Task brief — Retype, word for word, the stretch of the Google Scholar piece below from "Google Scholar Risks" through "earlier this month.".

═══ Text excerpt ═══

Technology & Science

Google Scholar Risks and Alternatives

I wasn’t there. But it sounds like a ripper of a talk. “There seems to be a narrowing of our collective view of the literature,” according to Jevin West. He’s from the University of Washington, and he was speaking at the Metascience 2019 symposium earlier this month.

Why does he think we are seeing a narrower slice of the literature? Via Carl Bergstrom on Twitter: West and his colleague, Jason Portnoy, studied over half the article usage on JSTOR, and in recent years, Google Scholar is swamping every other way of arriving at an article. One result?

That does not necessarily mean that the cream is rising to the top. For that to be true, people would have to be putting in a lot of effort to make sure their citation practices were impeccable. And they really don’t. Citation can just mean, here’s a thing I found so I can plonk a citation in this sentence.

A case in point: across Twitter in another conversation, Paul Whaley pointed out a 2018 study by Andreas Stang and colleagues. Stang had written about the many problems of a particular quality-measuring scale. The title began “Critical evaluation of…” Despite the fact that he was challenging the validity of the scale, in 96 systematic reviews citing his article, all but 2 were using it as justification for using that scale. “It appears”, wrote Stang & co, “that the vast majority of systematic review authors who cited this commentary did not read it”.

But back to Google Scholar. Johan Ugander weighed in: “…of course Google Scholar (+ other tools) are altering citation patterns, but not necessarily only in bad ways”. Ex-Googler, Helder Suzuki, pointed to a 2014 paper he co-authored with Anurag Acharya (Google Scholar’s developer) and others [PDF]. They report,

[T]he fraction of citations to articles published in non-elite journals has grown substantially over most research areas… Now that finding and reading relevant articles in non-elite journals is about as easy as finding and reading articles in elite journals, researchers are increasingly building on and citing work published everywhere.

It’s great to crack open the old monopolies of our attention. They were never as good at finding the best as they were reckoned to be. But how good is Google Scholar at herding us to the most important papers?

Katie Corker pointed to Chapter 2 of Nick Fox’s dissertation. Fox raises interesting points: we’re not reading more, and if we just lean on varieties of social cues – anything that’s click- or citation-based – where is that going to lead science?

And if we all become reliant on Google Scholar, what happens if Google pulls the plug on it? West pointed us to “Killed by Google“, lest we be too complacent about this. Bergstrom argued this blind dependence is a failure of the scientific community. It doesn’t have to be dramatic either: Google Scholar killed off one of its few functionalities not that long ago – one I used almost every day, making it far less useful to me. PubMed does that too sometimes, so it’s not just a matter of being a private company. There’s something risky, though, about having all your eggs in one basket.

═══ Entries shown ═══

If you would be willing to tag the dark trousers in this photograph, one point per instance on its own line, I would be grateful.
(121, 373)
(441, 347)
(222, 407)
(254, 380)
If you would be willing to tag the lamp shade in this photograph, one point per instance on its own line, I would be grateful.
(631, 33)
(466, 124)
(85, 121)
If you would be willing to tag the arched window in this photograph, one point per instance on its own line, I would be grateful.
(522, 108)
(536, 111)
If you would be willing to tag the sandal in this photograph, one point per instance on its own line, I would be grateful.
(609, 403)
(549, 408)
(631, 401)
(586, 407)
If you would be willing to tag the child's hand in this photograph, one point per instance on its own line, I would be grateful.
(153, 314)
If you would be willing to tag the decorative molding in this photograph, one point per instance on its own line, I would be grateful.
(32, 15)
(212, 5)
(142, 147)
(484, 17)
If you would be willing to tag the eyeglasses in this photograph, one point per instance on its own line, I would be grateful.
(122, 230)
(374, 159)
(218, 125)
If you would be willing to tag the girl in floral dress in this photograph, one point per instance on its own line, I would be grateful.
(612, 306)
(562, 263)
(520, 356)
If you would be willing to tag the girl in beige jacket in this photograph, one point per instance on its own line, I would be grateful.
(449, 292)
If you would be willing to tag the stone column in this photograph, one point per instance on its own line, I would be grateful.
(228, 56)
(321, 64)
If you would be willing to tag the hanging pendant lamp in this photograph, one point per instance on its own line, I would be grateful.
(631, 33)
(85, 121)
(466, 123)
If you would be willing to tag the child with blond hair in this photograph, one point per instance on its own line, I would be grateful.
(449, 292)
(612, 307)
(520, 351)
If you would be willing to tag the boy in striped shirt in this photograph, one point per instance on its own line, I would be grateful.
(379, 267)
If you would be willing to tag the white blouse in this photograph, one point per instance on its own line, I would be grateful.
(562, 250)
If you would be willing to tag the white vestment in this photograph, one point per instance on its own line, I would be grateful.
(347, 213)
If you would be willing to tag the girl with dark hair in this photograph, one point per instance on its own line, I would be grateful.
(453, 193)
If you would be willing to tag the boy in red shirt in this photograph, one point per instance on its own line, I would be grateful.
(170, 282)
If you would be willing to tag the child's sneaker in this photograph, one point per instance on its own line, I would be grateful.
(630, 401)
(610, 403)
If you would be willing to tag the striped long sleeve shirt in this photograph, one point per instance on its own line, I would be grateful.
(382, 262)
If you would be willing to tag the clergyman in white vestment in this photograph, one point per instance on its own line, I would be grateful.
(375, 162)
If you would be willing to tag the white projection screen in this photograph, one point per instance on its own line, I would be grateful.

═══

Response below —
Google Scholar Risks and Alternatives

I wasn’t there. But it sounds like a ripper of a talk. “There seems to be a narrowing of our collective view of the literature,” according to Jevin West. He’s from the University of Washington, and he was speaking at the Metascience 2019 symposium earlier this month.